(Segmentation labeling entries)
▬▬▬

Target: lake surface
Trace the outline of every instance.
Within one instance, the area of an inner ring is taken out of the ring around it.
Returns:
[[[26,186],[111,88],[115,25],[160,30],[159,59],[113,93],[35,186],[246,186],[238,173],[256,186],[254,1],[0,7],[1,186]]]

▬▬▬

#### To do
Update the data above by swapping "lake surface" for "water surface" and reproduce it in full with nothing else altered.

#### Correct output
Target: water surface
Trace the outline of every instance.
Within one instance, the area of an inner ring is taken out of the ring around it.
Returns:
[[[26,186],[111,88],[115,25],[160,30],[159,59],[113,93],[35,186],[246,186],[238,173],[256,186],[254,1],[0,7],[1,186]]]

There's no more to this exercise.